▸ Trecho fornecido:
Eu falo do sentimento que nos coloca no mundo
do outro como único. Aquele que se busca, em qualquer instante para compartilhar,
para acrescentar. A quem se dirije o primeiro e último pensamento, na alegria
ou na tristeza. Ao ver a flor...a chuva... o sorriso... a música... ou todas as
cores... As coisas dessa vida, os
sentimentos ou as ideias. A pessoa que se escolhe para um caminho. O
companheiro. O amante.
É
certo que tive amores! Sempre fui passional, intensa. Mas, vejo agora, não eram
tão amores, já que se esgotaram. E amor, para ser prazeroso, tem que ser
renovado a cada dia. Nada daquela submissão melodramática que se vê por aí. A delícia do amor tem que vir junto com o
respeito à individualidade. É preciso ser um primeiro, para aprender a ser
dois. Na medida certa. E as pessoas que encontrei não tiveram essa medida. E
aqui estou, sem arrependimentos, ou lamúrias, porém só, ímpar.
Onde
buscar um amor , não que preencha, mas que complemente? Onde buscar um amor que
afague, não somente um corpo mas também e, principalmente, a alma? Onde
encontrar um amor capaz de suscitar
emoções num esgotamento sem fim, em um paradoxo de matar de prazer quem anseia
pela vida?

▸ Linhas de dados:
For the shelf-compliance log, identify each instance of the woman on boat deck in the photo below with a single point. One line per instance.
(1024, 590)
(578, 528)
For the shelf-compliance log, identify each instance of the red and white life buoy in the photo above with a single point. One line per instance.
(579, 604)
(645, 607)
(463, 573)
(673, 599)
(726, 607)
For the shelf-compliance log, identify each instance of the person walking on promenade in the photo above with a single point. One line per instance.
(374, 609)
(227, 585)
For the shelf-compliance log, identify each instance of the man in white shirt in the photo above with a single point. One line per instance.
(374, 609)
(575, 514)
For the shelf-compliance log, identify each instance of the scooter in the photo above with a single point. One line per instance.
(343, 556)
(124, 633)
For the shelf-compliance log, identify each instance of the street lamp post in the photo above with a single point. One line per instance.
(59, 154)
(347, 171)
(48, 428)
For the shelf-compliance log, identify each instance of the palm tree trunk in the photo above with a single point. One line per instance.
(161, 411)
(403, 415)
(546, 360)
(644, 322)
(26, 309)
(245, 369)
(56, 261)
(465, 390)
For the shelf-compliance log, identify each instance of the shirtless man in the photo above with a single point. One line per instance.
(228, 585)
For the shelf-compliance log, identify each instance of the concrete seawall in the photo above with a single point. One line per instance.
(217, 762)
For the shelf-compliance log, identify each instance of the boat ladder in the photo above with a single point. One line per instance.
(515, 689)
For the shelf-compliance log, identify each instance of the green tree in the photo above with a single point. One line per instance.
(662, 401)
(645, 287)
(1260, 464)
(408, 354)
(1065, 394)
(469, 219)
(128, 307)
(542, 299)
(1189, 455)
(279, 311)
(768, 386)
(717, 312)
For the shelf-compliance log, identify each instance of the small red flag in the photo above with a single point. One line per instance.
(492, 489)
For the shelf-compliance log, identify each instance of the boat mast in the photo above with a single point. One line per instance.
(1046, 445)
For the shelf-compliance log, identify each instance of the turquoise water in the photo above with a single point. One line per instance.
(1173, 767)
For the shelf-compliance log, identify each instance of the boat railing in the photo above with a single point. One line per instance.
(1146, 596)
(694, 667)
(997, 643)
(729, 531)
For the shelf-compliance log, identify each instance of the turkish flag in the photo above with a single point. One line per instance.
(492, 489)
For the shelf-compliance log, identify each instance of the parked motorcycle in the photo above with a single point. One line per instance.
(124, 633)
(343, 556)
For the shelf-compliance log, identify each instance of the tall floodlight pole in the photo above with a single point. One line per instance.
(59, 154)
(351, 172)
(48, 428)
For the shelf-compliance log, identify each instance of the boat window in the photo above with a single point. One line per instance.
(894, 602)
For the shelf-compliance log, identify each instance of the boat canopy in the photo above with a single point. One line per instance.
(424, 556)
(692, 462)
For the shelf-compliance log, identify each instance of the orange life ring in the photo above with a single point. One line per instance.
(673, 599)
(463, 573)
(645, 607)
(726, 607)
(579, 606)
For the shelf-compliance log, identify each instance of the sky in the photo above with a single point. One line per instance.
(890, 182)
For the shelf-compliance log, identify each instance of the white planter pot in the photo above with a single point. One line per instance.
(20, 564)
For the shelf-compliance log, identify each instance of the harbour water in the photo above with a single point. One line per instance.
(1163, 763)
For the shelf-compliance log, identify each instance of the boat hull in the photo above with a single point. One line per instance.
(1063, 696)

▸ Para fazer:
1) Responda às perguntas abaixo com base no trecho sobre o amor.
(a) Com quais dois adjetivos quem fala no trecho descreve o próprio jeito de amar?
(b) Segundo o trecho, o que o amor precisa ser a cada dia para ser prazeroso?
(c) De acordo com o trecho, o que deve acompanhar a delícia do amor?
2) Copie do trecho sobre o amor, sem nenhuma alteração, a parte que começa com as palavras "Eu falo do sentimento" e termina com "porém só, ímpar.".
3) Escreva a continuação do trecho sobre o amor a partir do ponto em que ele termina.

▸ Respostas:
1)
(a) Passional e intensa.
(b) Renovado.
(c) O respeito à individualidade.

2)
Eu falo do sentimento que nos coloca no mundo
do outro como único. Aquele que se busca, em qualquer instante para compartilhar,
para acrescentar. A quem se dirije o primeiro e último pensamento, na alegria
ou na tristeza. Ao ver a flor...a chuva... o sorriso... a música... ou todas as
cores... As coisas dessa vida, os
sentimentos ou as ideias. A pessoa que se escolhe para um caminho. O
companheiro. O amante.
É
certo que tive amores! Sempre fui passional, intensa. Mas, vejo agora, não eram
tão amores, já que se esgotaram. E amor, para ser prazeroso, tem que ser
renovado a cada dia. Nada daquela submissão melodramática que se vê por aí. A delícia do amor tem que vir junto com o
respeito à individualidade. É preciso ser um primeiro, para aprender a ser
dois. Na medida certa. E as pessoas que encontrei não tiveram essa medida. E
aqui estou, sem arrependimentos, ou lamúrias, porém só, ímpar.

3)
Também
é certo que por mais que o homem faça, a busca pela riqueza, poder, nada disso se equipara à
felicidade de ter a pessoa amada. Não como um brinquedo em que o prazer é de
uma só via, mas sempre duplo, e em construção. Um amor que leve a se emocionar com
essas cores, essa luz de outono, essa paz de namoro de passarinhos
Tudo
o que se espera nessa vida é que depois
de travadas todas as batalhas cotidianas, ao fechar a porta, haja dois braços que te acolhem, e que haja
mãos suavíssimas em carícias, capazes de matar em momentos de paz que somente
dois reconhecem. Em que se perceba o quanto o outro é capaz de fazer pela própria
felicidade e pelo amado. Para sempre ou enquanto dure.